+++ EXTRACT TO READ

Of course, I have since rolled an alt, who has quickly become my main. Out with Friedrich Voss, freetrader, in with Remy Darlan, naval officer.

Here is with the noted privateer Henri Le Petomane, aka Potshot. Remy is on the left.

remyandhenri.png

Of course, you have to watch out for those privateers. They are always skulking around, trying to pull something on you.

herniandremy.png

During the pre-boarding, a Society (guild) was formed, Le Cadre Crepusculaire, on the French faction of the Guadeloupe server, which true to my stated rules of server choice, remains ever at the top of the server list, being the most lightly populated server.

Of course, as is customary, I squandered the whole pre-boarding time frame, only getting to level 8 before launch.

Since I have been laid up with a sprained ankle, I have not been out to Fry’s to buy the box yet. Potshot was nice enough to let me use his 14-day buddy code to get me going.

I have played enough to give some basic impression of the game so far.

The Highs

The Looks – The game looks pretty darn good, especially at sea. There are some visual issues on occasion, like my ships ensign flying through the sails, but I see things like that in World of Warcraft or Lord of the Rings Online as well. You can get all sorts of wonderful age of sail screen shots.

My sloop

My sloop

The Avatars – There are just enough customization options that I have yet to see two avatars that look alike. I can spot my friends, as they all look unique. Nobody need worry about showing up at the party and finding somebody else in the same outfit. And if it does happen, you just head to the tailor and update your look.

Naval Combat – Easily my favorite part of the game, Flying Labs has done a wonderful job finding a happy medium between the realism of sailing and combat in that time period and the need to keep the game accessible. I have a lot of fun with Potshot out hunting bigger NPC ships on the open sea.

Mixed Results

The Economy – It is complicated. You cannot just run out and start building ships on your own. You really need a concerted effort to get an assembly line going. There is no magical transporting of goods. You have to go haul your freight from harbor to harbor just like in EVE, something I respect.

On the other hand, it might be too complicated to get into. I have not quite figured out deeds and recipes and such. And while I was trying to figure out more on that front, I lost my shirt when I had all of my production up in the auction house in New Orleans, and then the Spanish took the place. You cannot access the auction house of another power, so I lost it all.

++++++

#### REQUIREMENT 1
Repeat the game write-up word for word, starting at "Since I have" and ending at "game so far.".
#### REQUIREMENT 2
Continue the game write-up from the point where it stops.

+++ DATA SECTION

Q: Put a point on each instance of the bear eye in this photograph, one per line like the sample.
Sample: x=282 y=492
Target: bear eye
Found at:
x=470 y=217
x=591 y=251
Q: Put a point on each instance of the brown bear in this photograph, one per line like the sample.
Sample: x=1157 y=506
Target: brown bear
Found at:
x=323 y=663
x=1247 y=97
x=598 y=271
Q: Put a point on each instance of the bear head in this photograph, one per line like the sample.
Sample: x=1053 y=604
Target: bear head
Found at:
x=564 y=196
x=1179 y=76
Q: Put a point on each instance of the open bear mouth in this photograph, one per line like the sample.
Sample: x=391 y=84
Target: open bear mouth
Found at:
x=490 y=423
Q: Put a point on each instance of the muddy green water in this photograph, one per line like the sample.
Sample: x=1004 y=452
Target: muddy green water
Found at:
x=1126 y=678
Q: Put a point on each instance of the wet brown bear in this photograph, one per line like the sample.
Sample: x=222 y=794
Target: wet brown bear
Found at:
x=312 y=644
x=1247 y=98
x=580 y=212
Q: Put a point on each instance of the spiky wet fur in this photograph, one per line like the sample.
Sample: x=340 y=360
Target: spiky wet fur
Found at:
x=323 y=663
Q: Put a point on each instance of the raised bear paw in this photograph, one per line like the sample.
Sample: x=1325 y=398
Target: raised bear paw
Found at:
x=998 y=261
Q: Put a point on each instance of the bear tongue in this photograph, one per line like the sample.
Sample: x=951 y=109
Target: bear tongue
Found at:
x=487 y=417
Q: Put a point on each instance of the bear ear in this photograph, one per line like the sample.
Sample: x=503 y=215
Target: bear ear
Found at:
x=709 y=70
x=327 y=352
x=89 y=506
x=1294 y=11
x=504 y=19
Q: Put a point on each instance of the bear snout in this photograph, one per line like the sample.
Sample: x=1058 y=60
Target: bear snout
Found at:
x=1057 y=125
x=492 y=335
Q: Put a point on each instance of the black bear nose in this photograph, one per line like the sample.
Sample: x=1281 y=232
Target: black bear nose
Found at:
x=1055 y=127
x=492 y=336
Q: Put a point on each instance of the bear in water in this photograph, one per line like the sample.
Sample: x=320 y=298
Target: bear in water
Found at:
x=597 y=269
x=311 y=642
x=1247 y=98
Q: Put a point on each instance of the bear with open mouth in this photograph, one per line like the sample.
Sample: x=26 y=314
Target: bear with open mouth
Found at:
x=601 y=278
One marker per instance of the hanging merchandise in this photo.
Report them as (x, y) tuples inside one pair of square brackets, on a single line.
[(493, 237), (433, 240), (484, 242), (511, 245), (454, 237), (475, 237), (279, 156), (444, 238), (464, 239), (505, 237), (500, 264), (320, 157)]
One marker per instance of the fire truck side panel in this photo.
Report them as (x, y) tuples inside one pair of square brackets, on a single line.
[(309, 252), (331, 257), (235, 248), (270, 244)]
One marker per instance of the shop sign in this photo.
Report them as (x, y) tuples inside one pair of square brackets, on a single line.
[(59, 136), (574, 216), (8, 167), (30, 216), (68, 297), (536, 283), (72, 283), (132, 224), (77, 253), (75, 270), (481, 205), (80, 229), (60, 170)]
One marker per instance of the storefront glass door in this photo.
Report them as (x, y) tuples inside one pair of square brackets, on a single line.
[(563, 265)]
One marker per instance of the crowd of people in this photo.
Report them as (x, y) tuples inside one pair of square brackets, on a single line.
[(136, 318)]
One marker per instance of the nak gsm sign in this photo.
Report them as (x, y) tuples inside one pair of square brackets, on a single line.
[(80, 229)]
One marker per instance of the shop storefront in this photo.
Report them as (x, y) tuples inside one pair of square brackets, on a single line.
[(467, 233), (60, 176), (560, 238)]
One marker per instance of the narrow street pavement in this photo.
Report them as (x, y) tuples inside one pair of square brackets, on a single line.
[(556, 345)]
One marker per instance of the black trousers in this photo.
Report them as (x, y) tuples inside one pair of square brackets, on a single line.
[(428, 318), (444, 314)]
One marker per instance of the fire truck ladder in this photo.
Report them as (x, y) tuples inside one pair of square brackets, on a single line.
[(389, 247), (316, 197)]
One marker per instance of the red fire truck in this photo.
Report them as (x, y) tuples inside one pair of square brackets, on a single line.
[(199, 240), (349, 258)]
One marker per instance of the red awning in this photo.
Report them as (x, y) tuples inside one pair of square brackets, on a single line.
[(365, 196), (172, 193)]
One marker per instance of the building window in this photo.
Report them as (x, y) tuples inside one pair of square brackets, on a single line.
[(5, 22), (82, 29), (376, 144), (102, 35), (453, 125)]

++++++

#### FINAL RESULT 1
Since I have been laid up with a sprained ankle, I have not been out to Fry’s to buy the box yet. Potshot was nice enough to let me use his 14-day buddy code to get me going.

I have played enough to give some basic impression of the game so far.

#### FINAL RESULT 2
Boarding Combat – It isn’t bad, but it just doesn’t do anything for me. There are only two skills I ever use in combat. And if I do things right in the naval battle, the boarding is usually a walk-over.

The Missions – Interesting at first, but you can burn out on them very quickly. Plus, they all seem to be instanced, which is okay, but they all seem to be solo as well, which is not.

Travel – This one is mixed for me because travel seems to be both too fast and too slow. Hitting 82 knots in a sloop when you catch the current right seems downright silly. On the other hand, I had to cross three quarters of the map to turn in my commendations to get a sloop, a trip that took a good 45 minutes one way.

Light Server Population – This is my own fault, I suppose. But now we’re invested on a server. There is rarely a crowd when we go hunting on the open sea, which is nice. On the other hand, the Spanish and the pirate factions are taking over key ports all over and there does not seem to be enough Frenchmen to halt that tide, much less get back our own.

PvP – We’re losing ports like crazy, which is bad. On the other hand, as long as I stay out of those contention zones, which don’t last very long, I can thumb my nose at those in the pirate faction who seem to be out trolling for suckers to engage them, with one wee ship out front, and three or four more big ones just over the horizon.

The Lows

Ships in the Night – While the avatars look great on the beach, and still pretty good during ship combat, while out in the open sea, you end up with the same problem EVE has – a bunch of ships sailing around and no feeling of personal interaction.

Anti-Altism – The game reminds me of the early days of EverQuest, when you had to get somebody else online to pass things to your alts. I get the reason that you want to keep players from pooling the assets of multiple characters on a single account, but it is swimming up stream. I want shared warehouse space.

Bugs – There hasn’t been any crashers for me, but there have been a couple of that have annoyed me. Number one on the list has to be the hole in the port contention code that lets a faction take over a port faster than you can get a pizza delivered in most US towns.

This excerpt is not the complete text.